─── Sumber ───
Istilah anonim harus dipahami berkaitan dengan suatu pengungkapan dilakukan melalui saluran yang meyakinkan ada, hubungan dengan orang yang memberikan informasi, seperti informasi yang dikirim tanpa alamat pengirim, laporan telepon yang tidak bisa dilacak atau email dikirim dari email yang akunnya diblokir.
Anonimitas juga harus dipahami bahwa informasi mengenai identitas whistleblower hanya diketahui oleh penerima pengungkapan, misalnya LPSK atau lembaga yang bertugas melindungi whistleblower, yang memiliki kewajiban untuk menjaga identitas whistleblower, baik terhadap organisasi atau lembaga tempat dia bekerja, pers maupun masyarakat
4. Perlindungan.
Tanpa adanya perlindungan yang memadai, resiko dari suatu pengungkapan bagi whistleblower mungkin akan sangat besar dibandingkan dengan proses pengungkapan itu sendiri.
Peniup peluit sering dianggap sebagai penghianat bagi rekannya yang melakukan kejahatan yang terorganisir tersebut. Namun Sri Mulyani, Menteri Keuangan sering menyebutkan Jika saya TIDAK melaporkan pelanggaran tersebut, maka saya mengkhianati institusi dan 80 RIBU rekan saya yang bekerja jujur.
───
> _Tugas Diberikan_: Bisakah Anda mengutip ulang teks tentang whistleblower di atas secara utuh, kata demi kata? Catatan-catatan ini diambil dari sumber yang berbeda.
─── Catatan Mentah ───
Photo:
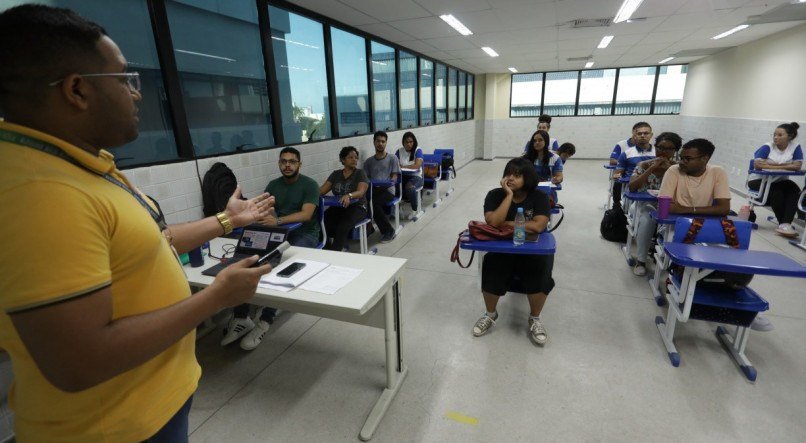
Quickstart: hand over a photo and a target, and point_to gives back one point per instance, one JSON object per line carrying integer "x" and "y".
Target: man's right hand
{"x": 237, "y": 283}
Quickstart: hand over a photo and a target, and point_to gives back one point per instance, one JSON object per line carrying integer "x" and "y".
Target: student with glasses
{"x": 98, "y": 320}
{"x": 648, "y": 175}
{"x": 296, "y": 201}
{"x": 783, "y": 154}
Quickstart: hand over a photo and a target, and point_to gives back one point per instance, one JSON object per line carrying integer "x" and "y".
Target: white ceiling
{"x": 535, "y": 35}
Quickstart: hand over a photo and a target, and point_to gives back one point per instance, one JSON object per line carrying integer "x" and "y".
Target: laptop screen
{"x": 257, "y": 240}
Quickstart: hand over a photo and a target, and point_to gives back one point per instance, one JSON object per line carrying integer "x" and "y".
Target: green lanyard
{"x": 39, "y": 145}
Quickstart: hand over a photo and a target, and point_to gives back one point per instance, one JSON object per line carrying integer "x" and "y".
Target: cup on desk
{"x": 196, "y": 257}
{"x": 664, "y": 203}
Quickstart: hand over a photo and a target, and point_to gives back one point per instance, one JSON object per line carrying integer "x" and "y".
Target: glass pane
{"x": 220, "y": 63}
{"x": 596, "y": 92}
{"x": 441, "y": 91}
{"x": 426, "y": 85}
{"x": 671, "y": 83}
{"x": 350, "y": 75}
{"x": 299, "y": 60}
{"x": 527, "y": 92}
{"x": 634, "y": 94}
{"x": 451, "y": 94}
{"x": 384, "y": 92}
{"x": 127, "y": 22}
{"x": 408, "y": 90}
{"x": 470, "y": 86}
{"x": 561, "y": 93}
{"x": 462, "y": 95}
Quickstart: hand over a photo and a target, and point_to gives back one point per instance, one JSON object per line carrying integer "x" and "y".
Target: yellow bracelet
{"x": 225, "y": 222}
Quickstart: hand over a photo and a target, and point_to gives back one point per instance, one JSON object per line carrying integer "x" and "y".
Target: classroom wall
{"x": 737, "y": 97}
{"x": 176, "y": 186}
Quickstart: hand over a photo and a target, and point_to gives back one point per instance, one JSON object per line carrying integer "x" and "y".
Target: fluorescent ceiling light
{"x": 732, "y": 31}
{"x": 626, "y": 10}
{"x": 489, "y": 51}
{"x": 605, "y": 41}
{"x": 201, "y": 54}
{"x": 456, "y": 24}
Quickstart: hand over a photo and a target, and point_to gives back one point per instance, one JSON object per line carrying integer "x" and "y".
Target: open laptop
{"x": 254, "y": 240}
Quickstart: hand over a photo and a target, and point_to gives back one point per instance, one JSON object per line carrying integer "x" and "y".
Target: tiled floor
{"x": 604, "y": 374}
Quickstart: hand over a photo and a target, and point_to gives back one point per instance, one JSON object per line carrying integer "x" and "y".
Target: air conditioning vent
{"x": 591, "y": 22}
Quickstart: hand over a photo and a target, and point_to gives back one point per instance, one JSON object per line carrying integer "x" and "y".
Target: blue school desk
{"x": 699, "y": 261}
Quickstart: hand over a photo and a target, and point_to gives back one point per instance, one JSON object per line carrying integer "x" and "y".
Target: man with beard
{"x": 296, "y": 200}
───
─── Catatan Mentah ───
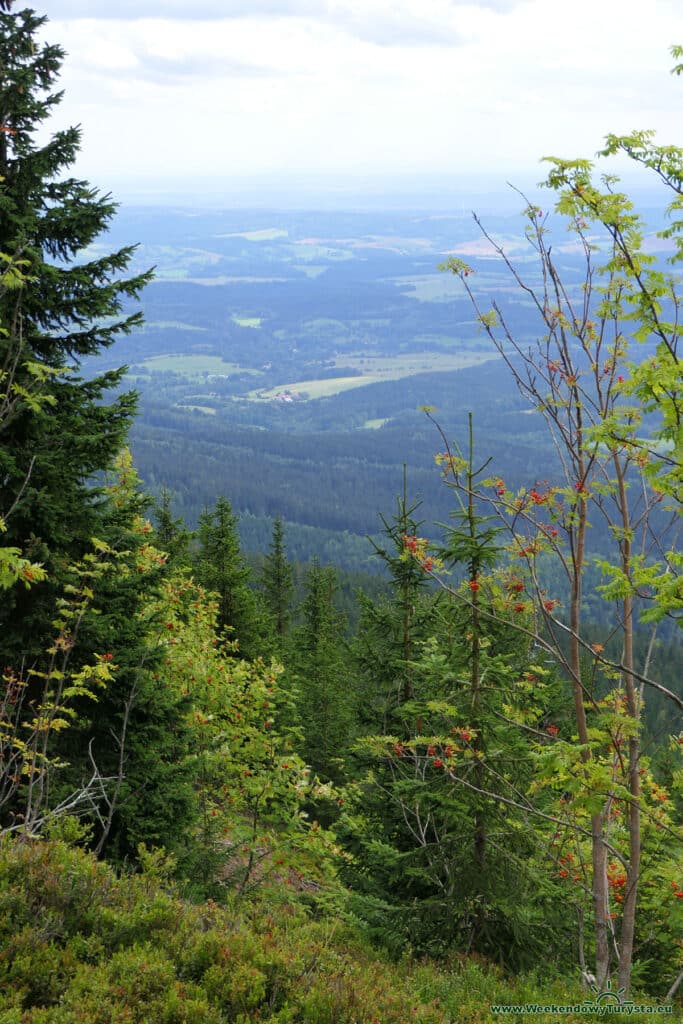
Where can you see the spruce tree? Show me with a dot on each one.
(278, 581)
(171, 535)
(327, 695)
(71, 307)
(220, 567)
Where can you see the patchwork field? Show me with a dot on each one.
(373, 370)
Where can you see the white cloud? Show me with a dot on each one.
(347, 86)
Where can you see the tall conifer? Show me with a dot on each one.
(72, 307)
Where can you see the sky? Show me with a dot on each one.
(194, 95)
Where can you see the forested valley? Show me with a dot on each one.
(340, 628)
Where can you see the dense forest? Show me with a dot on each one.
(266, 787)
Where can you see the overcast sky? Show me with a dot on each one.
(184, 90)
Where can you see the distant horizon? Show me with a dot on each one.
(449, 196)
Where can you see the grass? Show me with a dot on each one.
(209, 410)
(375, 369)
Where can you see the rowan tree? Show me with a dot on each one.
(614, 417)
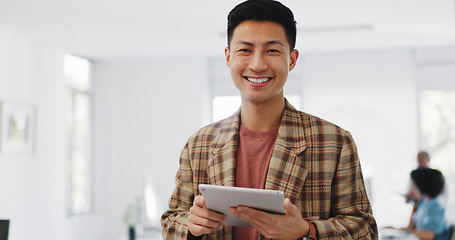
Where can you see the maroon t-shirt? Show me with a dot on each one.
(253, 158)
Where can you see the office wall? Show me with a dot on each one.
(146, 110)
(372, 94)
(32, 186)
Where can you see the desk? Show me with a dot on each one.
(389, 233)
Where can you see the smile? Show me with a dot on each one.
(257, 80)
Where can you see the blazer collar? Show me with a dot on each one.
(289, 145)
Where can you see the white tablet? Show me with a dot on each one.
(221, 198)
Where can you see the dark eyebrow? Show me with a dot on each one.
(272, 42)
───
> _Penyelesaian Masalah_:
Istilah anonim harus dipahami berkaitan dengan suatu pengungkapan dilakukan melalui saluran yang meyakinkan ada, hubungan dengan orang yang memberikan informasi, seperti informasi yang dikirim tanpa alamat pengirim, laporan telepon yang tidak bisa dilacak atau email dikirim dari email yang akunnya diblokir.
Anonimitas juga harus dipahami bahwa informasi mengenai identitas whistleblower hanya diketahui oleh penerima pengungkapan, misalnya LPSK atau lembaga yang bertugas melindungi whistleblower, yang memiliki kewajiban untuk menjaga identitas whistleblower, baik terhadap organisasi atau lembaga tempat dia bekerja, pers maupun masyarakat
4. Perlindungan.
Tanpa adanya perlindungan yang memadai, resiko dari suatu pengungkapan bagi whistleblower mungkin akan sangat besar dibandingkan dengan proses pengungkapan itu sendiri.
Peniup peluit sering dianggap sebagai penghianat bagi rekannya yang melakukan kejahatan yang terorganisir tersebut. Namun Sri Mulyani, Menteri Keuangan sering menyebutkan Jika saya TIDAK melaporkan pelanggaran tersebut, maka saya mengkhianati institusi dan 80 RIBU rekan saya yang bekerja jujur.